*Trecho selecionado*.
▼

Antes de se aprofundar no caso de violência doméstica que sofreu há sete anos, quando teve de deixar Salvador, a cantora destaca que a apresentação de hoje é uma forma de reforçar o empoderamento feminino e homenagear mulheres com histórias inspiradoras. Encerrando o projeto Santo de Casa, o show destaca a cultura popular e resgata clássicos do repertório do samba nacional, somados às canções autorais da anfitriã.

“A gente homenageia a força do feminino de várias maneiras. Primeiro, reverenciando nossas Yás, as senhoras que fizeram a história do candomblé na Bahia, o ancestral, o sagrado feminino. A gente homenageia também o feminino da cultura popular e o poder feminino que o Nordeste traz. Homenageamos todas as Marias [da Penha], Marielles, as senhoras negras, as sambadeiras, todas as mulheres que fizeram a gente estar aqui hoje e seguir com essa luta. Vai ser uma noite forte”, garante Mariene. (Foto: Divulgação) Resistir Empenhada em unir suas semelhantes, a sambista diz que ser mulher significa resistir e ter resiliência. “Principalmente ser mulher negra”, reforça. “Ser mulher em si já é um ato de resistir, por conta da violência, do preconceito, da falta de respeito, do racismo e de tanta coisa que a gente vê”, denuncia Mariene, enquanto reforça que não há um dia que abra o jornal e não leia notícias sobre mulheres assassinadas pelos companheiros.

“O aumento do feminicídio é algo que nos fragiliza, mas também nos une”, defende a cantora, mãe de quatro filhos.“Eu sobrevivi e posso contar minha história, posso ajudar outras mulheres. Mas muitas não sobreviveram”, lamenta. Em seguida, respira fundo e começa a contar como decidiu morar no Rio de Janeiro, grávida de sete meses, depois de ser agredida pelo ex-marido.Sem entrar em detalhes sobre as agressões, Mariene conta que criou coragem para sair de casa depois de denunciar o ex-marido e ter sido perseguida por ele, mesmo com medida protetiva. “Me retirei de Salvador para não acabar como tantas mulheres acabam todos os dias”, justifica. Chegando no Rio, Mariene começou a ter muitas contrações, o que a impediu de voltar para Salvador, já que não podia mais pegar avião. “Ele chegou a ser preso, mas por pouco tempo. O processo segue até hoje, sem nenhuma sentença”, revela.

Ao CORREIO, a artista conta que nunca falou sobre o assunto com tantos detalhes “porque é algo que constrange” e precisava preservar a memória dos filhos. “Mas hoje já consigo falar tranquilamente, sem tremer, sem terror, sem taquicardia. Isso tudo é um sinal de cura”, reflete. “É muito difícil comemorar o Dia da Mulher, mas cada vez mais vejo mulheres unidas e lutando pela vida de outras. A gente precisa se fortalecer, unir nossas forças e nossos corações”, convida.

▲

*Tarefa proposta 1*.
Diga se cada afirmação concorda com o trecho selecionado: (a) Mariene foi morar no Rio de Janeiro grávida de sete meses; (b) o ex-marido já recebeu sentença no processo; (c) o show abre o projeto Santo de Casa. Para cada uma, responda sim ou não e cite as palavras exatas do trecho que decidem.

*Dados registrados*.
▼

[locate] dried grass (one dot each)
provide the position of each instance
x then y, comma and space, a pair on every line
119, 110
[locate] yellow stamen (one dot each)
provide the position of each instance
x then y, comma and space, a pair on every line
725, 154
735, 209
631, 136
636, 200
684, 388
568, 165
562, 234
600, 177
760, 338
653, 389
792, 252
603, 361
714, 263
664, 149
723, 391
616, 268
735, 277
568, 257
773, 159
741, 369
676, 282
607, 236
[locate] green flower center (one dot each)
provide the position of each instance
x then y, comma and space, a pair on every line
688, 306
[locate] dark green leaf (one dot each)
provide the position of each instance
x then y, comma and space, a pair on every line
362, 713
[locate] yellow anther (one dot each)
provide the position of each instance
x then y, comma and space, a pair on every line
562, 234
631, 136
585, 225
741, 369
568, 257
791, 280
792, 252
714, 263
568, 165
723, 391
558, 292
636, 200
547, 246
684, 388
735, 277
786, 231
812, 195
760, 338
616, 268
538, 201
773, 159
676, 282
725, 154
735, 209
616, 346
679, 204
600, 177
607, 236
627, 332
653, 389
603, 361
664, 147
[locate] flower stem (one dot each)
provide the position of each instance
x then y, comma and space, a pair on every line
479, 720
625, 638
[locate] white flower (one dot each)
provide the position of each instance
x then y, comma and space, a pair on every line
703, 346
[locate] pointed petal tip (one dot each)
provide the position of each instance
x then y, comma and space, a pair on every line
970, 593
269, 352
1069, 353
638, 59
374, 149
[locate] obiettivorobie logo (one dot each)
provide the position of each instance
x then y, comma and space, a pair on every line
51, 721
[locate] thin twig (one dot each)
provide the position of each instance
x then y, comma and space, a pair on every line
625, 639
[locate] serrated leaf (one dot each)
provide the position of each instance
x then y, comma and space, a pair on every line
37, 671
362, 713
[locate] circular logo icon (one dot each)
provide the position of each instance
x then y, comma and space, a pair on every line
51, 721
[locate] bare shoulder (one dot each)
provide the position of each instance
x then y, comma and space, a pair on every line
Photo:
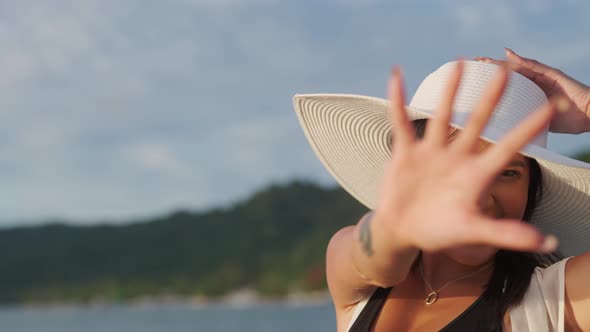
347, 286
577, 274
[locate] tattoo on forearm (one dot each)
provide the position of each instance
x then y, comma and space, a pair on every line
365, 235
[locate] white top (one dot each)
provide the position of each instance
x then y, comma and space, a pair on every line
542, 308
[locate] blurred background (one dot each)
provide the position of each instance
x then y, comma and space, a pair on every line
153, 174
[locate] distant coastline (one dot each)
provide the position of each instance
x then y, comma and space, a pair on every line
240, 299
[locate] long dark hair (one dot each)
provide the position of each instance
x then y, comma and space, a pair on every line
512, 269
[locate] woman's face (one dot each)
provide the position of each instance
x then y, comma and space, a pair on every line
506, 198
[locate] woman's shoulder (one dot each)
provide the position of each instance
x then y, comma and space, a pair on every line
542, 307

▲
▼

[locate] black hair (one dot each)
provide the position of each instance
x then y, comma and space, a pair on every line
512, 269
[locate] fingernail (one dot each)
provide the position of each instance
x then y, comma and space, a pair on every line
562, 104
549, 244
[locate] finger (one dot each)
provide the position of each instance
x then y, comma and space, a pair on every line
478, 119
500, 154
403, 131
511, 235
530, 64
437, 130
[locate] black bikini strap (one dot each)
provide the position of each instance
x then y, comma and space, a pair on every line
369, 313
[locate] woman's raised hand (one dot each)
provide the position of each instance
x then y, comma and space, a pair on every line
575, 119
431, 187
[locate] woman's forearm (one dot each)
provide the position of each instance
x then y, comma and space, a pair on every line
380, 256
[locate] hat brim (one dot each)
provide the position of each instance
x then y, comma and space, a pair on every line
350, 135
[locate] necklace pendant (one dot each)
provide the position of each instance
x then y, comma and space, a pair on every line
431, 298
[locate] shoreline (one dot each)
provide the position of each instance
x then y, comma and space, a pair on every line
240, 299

▲
▼

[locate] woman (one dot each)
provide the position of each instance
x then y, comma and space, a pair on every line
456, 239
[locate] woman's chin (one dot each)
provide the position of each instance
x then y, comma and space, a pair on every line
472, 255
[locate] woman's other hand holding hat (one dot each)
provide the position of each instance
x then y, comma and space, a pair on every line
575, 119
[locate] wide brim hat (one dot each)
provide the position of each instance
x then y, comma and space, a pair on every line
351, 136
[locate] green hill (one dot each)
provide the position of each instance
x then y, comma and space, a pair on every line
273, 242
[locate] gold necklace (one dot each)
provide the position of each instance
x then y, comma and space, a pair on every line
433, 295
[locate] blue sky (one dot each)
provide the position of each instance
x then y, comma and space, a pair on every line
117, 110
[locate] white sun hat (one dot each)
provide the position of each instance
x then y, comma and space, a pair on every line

▲

*Tarefa proposta 2*.
Conte quantas linhas dos registros contêm a palavra "dark", levando em conta maiúsculas e minúsculas. Responda só com o número.

*Resposta completa 1*.
(a) Sim: "decidiu morar no Rio de Janeiro, grávida de sete meses".
(b) Não: "O processo segue até hoje, sem nenhuma sentença".
(c) Não: "Encerrando o projeto Santo de Casa".

*Resposta completa 2*.
2